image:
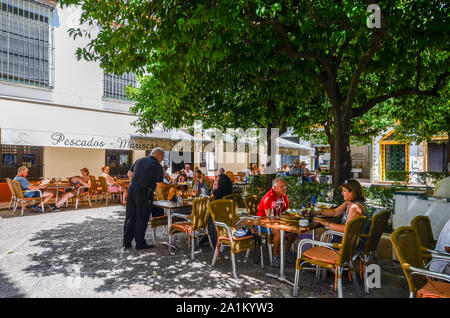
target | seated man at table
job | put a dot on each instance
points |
(277, 196)
(22, 174)
(295, 171)
(77, 182)
(175, 189)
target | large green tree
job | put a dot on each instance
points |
(312, 65)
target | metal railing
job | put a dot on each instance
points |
(27, 42)
(114, 85)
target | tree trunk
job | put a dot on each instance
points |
(271, 162)
(448, 152)
(342, 158)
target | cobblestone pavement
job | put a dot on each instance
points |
(79, 254)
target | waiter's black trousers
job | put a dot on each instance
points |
(137, 215)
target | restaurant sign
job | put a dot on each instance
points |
(11, 136)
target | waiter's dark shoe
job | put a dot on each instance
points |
(145, 247)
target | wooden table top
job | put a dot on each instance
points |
(277, 224)
(167, 204)
(58, 185)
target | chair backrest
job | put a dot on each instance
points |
(103, 183)
(377, 225)
(251, 204)
(93, 184)
(406, 245)
(230, 175)
(11, 189)
(352, 233)
(17, 189)
(200, 213)
(162, 194)
(422, 226)
(236, 197)
(222, 211)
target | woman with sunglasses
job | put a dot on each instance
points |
(353, 206)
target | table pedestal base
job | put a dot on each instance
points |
(281, 279)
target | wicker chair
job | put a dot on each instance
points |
(251, 204)
(412, 257)
(195, 225)
(80, 194)
(237, 199)
(377, 225)
(22, 200)
(104, 189)
(230, 175)
(333, 256)
(162, 194)
(223, 214)
(13, 201)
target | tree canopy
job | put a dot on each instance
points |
(312, 65)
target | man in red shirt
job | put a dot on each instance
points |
(277, 201)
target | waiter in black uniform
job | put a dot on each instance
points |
(145, 174)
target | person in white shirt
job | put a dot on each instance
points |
(247, 171)
(442, 245)
(442, 188)
(189, 173)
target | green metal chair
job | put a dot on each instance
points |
(412, 257)
(223, 213)
(333, 256)
(422, 226)
(194, 225)
(377, 225)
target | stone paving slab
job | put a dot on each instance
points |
(79, 254)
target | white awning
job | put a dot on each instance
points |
(26, 123)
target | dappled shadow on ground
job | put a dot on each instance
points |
(7, 288)
(93, 249)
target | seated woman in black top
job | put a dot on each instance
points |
(222, 187)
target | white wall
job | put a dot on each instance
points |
(62, 162)
(77, 83)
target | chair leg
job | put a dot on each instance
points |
(210, 243)
(233, 264)
(354, 280)
(270, 253)
(339, 273)
(192, 247)
(296, 281)
(215, 256)
(366, 286)
(170, 244)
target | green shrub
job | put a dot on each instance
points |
(383, 196)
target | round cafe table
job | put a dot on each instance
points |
(276, 223)
(57, 186)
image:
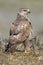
——
Prompt
Pull out each line in the records above that contains the word "shirt".

Correct response
target | man in red shirt
target | person in white shirt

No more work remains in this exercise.